* Data to use:
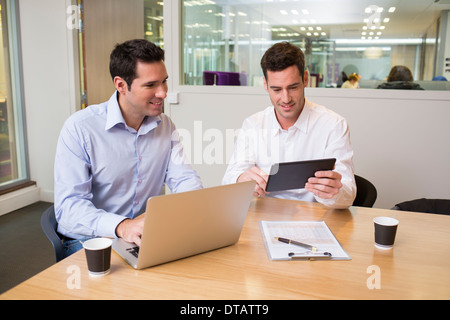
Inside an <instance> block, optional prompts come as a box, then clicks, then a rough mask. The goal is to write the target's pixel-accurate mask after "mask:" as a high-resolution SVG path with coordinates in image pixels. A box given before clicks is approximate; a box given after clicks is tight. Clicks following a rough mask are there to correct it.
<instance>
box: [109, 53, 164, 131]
mask: <svg viewBox="0 0 450 320" xmlns="http://www.w3.org/2000/svg"><path fill="white" fill-rule="evenodd" d="M136 75H137V78H136V79H134V80H133V83H132V84H131V88H128V86H127V85H126V83H125V84H124V82H125V81H123V82H122V86H125V88H122V90H120V89H118V90H119V93H120V96H119V104H120V107H121V110H122V114H123V115H124V118H125V121H127V124H128V125H132V124H131V123H128V120H131V121H132V123H134V122H136V121H139V119H140V121H141V122H142V120H143V119H144V118H145V117H146V116H150V117H155V116H158V115H160V114H161V113H162V109H163V101H164V99H165V98H166V96H167V90H168V89H167V78H168V75H167V70H166V66H165V64H164V62H163V61H158V62H152V63H147V62H137V65H136ZM116 87H117V86H116ZM132 126H133V125H132Z"/></svg>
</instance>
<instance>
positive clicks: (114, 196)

* Prompt: From the entries, copy every line in which the word "clicks" occurs.

* Exercise output:
Inside an <instance> block, optional prompts come as a box, then clicks, then a rough mask. The goal is to write the target's pixel-accurate mask after "mask:" as a high-resolution SVG path with coordinates in image pixels. A box given before clicks is approximate; a box given after clicks is tight. Clicks following a rough mask are there to correct it.
positive clicks: (114, 196)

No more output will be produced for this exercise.